Task objective → Identify each line in the rows below that contains the string "helmet" and copy every such line in full. Letter case matters when matching.

Records provided →
BEGIN

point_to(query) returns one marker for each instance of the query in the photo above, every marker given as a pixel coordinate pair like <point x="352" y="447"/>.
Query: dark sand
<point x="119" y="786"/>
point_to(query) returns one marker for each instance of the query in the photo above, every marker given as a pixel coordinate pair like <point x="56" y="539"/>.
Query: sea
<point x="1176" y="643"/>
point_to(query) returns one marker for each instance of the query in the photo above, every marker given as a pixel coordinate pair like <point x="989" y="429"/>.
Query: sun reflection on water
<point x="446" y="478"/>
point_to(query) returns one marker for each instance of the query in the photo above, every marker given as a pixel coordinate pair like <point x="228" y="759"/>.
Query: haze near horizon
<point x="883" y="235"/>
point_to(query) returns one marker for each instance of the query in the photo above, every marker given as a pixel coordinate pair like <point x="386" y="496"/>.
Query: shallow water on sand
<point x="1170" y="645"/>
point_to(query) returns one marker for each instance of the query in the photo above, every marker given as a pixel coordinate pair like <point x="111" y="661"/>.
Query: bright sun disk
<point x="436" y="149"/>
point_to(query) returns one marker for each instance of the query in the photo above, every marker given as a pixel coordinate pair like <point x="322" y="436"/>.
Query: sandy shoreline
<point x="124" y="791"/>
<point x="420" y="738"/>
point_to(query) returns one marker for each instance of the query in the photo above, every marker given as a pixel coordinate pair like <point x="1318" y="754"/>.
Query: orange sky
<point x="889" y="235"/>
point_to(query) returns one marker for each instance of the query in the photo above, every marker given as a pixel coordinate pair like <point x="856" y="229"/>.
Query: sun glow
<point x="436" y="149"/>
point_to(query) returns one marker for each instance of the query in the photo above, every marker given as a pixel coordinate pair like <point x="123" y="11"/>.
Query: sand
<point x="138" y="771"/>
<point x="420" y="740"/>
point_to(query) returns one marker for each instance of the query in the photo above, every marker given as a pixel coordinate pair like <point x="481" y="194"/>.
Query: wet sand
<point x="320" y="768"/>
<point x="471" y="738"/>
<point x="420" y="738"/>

END
BEGIN

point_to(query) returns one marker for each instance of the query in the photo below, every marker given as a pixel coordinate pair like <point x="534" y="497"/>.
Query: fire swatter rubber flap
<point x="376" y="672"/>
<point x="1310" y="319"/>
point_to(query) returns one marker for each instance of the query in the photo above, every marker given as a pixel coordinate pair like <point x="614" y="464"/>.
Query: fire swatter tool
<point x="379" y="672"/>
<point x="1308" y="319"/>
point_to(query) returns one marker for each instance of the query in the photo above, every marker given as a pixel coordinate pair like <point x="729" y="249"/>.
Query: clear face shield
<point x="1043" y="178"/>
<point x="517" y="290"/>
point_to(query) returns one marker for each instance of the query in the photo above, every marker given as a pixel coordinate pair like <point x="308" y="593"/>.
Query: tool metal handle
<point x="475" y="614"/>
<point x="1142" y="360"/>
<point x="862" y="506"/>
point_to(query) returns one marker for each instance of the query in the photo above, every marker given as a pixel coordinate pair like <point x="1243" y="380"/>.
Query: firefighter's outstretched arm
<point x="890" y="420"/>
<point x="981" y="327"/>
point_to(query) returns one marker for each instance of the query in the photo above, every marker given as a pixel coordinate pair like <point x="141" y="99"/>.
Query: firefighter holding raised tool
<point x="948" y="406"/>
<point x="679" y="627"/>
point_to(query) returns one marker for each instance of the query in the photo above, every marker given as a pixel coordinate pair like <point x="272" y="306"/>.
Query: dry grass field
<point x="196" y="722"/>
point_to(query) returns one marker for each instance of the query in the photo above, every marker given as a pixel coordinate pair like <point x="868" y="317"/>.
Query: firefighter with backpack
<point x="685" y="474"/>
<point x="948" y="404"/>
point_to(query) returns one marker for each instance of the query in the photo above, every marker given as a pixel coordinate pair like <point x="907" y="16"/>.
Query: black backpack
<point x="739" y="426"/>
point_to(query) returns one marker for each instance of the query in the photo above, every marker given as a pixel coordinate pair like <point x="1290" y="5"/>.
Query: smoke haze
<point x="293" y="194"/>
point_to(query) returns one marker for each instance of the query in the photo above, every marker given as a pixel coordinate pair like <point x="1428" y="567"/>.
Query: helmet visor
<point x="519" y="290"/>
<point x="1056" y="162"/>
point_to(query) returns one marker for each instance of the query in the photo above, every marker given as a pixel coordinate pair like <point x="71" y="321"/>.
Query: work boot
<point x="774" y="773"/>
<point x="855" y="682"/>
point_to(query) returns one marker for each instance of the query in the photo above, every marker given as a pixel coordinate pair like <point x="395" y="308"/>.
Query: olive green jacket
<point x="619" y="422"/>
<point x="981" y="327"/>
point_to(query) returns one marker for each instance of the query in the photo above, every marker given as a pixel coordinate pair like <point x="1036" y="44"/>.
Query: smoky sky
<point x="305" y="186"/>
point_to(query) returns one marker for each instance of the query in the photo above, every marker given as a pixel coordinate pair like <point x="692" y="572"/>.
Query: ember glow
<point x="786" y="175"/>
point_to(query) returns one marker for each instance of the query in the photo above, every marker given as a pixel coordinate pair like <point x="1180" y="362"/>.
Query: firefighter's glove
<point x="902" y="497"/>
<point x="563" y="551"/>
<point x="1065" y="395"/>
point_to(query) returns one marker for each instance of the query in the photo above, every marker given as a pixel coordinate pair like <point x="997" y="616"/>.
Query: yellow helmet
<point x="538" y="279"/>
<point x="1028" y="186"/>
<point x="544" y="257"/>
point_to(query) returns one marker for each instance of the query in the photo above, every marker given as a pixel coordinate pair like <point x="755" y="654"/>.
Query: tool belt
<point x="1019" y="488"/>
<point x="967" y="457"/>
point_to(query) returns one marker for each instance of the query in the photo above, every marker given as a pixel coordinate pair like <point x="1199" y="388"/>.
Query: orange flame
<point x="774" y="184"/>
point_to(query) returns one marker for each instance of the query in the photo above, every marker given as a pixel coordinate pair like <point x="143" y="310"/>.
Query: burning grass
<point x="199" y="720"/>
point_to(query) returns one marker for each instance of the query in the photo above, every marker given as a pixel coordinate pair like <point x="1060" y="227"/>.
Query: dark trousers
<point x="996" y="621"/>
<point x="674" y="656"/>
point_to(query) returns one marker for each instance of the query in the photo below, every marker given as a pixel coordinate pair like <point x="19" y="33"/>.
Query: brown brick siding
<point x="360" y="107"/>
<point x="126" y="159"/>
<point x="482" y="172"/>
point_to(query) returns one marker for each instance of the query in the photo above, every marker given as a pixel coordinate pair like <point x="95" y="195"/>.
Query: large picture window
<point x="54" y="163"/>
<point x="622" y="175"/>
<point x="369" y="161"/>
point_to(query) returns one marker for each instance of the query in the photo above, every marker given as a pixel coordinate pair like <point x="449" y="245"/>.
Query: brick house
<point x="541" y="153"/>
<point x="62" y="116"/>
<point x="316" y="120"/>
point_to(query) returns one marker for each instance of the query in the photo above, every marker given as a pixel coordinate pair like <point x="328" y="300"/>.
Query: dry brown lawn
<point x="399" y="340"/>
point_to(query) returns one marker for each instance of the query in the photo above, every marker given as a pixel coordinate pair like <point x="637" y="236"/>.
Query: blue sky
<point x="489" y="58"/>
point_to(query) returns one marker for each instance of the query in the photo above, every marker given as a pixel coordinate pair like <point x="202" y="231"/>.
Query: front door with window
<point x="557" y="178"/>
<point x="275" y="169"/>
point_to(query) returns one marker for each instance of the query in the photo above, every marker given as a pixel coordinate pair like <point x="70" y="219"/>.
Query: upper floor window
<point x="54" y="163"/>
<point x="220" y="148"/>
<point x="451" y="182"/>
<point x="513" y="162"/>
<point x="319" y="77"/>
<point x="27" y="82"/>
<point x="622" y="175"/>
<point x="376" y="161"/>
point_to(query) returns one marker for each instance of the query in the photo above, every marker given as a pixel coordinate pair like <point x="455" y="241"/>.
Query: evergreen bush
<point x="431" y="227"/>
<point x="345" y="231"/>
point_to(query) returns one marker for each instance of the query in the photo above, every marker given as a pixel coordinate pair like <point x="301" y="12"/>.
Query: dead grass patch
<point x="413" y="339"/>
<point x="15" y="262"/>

END
BEGIN

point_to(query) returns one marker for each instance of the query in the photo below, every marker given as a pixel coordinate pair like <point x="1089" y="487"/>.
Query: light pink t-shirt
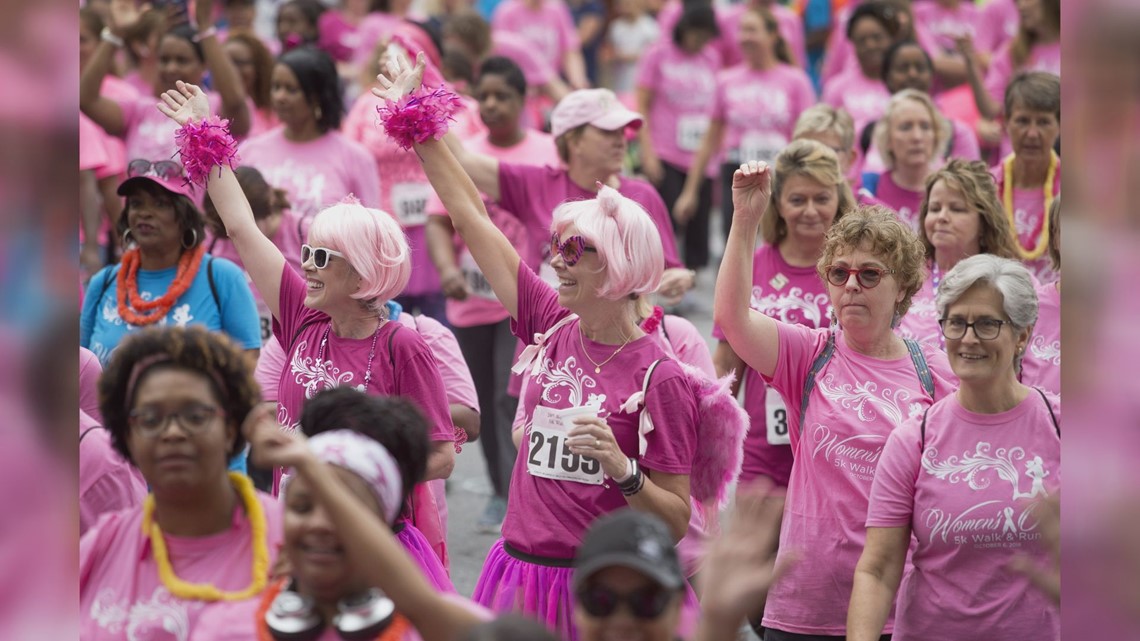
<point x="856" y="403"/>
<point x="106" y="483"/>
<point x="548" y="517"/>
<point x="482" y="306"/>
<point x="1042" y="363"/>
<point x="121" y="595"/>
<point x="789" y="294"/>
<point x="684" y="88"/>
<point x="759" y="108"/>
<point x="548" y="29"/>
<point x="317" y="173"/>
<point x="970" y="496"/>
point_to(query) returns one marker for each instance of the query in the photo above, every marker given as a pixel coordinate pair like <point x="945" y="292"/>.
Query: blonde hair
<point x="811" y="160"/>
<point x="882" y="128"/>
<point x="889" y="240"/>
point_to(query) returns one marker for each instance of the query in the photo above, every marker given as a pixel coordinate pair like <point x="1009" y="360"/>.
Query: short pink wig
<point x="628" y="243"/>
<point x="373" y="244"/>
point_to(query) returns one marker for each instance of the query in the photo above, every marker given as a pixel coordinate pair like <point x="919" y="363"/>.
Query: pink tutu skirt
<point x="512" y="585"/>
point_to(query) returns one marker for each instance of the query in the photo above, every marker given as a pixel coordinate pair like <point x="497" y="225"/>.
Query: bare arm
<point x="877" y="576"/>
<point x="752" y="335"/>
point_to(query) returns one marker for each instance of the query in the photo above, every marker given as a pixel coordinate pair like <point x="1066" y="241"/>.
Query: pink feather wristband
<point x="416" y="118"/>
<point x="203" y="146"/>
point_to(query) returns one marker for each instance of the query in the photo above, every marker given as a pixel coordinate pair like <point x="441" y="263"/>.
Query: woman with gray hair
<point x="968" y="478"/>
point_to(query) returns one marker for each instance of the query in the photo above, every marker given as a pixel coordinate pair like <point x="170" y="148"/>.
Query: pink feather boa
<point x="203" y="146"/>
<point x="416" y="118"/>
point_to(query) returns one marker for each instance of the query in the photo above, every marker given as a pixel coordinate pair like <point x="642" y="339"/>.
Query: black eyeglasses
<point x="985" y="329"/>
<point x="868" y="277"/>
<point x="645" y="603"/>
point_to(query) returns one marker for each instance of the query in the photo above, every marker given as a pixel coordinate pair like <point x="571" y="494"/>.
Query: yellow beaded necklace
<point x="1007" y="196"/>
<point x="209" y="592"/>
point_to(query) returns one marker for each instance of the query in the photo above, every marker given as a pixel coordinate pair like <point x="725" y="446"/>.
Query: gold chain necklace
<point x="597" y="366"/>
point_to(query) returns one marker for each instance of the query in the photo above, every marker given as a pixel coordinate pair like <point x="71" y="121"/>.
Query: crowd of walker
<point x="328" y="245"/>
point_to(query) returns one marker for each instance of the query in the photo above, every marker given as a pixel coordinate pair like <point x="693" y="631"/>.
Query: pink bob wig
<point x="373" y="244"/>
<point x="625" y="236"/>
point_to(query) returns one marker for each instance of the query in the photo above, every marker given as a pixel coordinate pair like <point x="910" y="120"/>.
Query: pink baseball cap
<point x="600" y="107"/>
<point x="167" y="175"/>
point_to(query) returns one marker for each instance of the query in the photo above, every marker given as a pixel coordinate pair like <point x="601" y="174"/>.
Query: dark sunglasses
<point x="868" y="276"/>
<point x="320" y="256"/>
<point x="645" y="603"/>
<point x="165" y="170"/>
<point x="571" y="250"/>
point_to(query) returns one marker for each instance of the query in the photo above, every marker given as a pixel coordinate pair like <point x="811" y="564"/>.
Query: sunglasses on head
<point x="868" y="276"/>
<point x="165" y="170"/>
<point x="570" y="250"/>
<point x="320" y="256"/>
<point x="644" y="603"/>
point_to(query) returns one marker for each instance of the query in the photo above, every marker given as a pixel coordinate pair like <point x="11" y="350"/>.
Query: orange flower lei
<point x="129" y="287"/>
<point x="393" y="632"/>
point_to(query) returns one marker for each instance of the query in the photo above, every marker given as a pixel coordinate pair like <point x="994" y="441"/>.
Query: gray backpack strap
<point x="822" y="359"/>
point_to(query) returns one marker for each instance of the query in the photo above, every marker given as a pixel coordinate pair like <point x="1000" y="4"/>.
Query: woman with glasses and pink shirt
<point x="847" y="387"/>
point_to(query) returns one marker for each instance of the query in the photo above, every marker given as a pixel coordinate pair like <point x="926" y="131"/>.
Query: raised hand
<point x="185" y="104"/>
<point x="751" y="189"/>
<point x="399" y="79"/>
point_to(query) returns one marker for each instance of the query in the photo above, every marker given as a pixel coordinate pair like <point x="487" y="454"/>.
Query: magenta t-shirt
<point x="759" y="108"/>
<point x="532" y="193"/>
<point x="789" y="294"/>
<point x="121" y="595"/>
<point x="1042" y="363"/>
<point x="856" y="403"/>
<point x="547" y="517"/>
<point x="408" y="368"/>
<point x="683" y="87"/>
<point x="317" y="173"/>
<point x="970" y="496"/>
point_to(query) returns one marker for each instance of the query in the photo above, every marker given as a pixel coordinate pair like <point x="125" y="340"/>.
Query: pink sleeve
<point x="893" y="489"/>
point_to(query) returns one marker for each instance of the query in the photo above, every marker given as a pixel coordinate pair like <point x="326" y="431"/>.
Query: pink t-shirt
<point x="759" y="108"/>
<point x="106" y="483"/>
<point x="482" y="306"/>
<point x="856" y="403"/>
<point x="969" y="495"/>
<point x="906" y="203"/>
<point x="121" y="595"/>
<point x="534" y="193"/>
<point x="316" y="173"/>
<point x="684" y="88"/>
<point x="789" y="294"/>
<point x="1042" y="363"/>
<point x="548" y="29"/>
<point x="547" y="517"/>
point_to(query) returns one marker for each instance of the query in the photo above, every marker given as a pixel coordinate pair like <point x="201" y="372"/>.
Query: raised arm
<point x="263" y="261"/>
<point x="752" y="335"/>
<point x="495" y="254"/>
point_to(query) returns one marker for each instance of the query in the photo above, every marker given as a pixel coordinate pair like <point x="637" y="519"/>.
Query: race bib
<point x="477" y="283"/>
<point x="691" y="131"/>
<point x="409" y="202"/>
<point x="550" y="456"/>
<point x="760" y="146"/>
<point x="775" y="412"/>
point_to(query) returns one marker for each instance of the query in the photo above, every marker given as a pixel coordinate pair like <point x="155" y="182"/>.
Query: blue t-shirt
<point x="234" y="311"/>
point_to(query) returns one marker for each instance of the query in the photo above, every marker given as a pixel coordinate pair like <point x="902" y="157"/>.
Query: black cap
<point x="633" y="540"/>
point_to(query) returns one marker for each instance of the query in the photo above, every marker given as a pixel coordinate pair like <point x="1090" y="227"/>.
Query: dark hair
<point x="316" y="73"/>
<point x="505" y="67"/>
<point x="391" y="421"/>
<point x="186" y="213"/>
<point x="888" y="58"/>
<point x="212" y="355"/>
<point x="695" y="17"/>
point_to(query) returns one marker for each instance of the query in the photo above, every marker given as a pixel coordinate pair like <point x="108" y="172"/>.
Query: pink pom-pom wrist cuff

END

The result →
Query: helmet visor
Query: yellow helmet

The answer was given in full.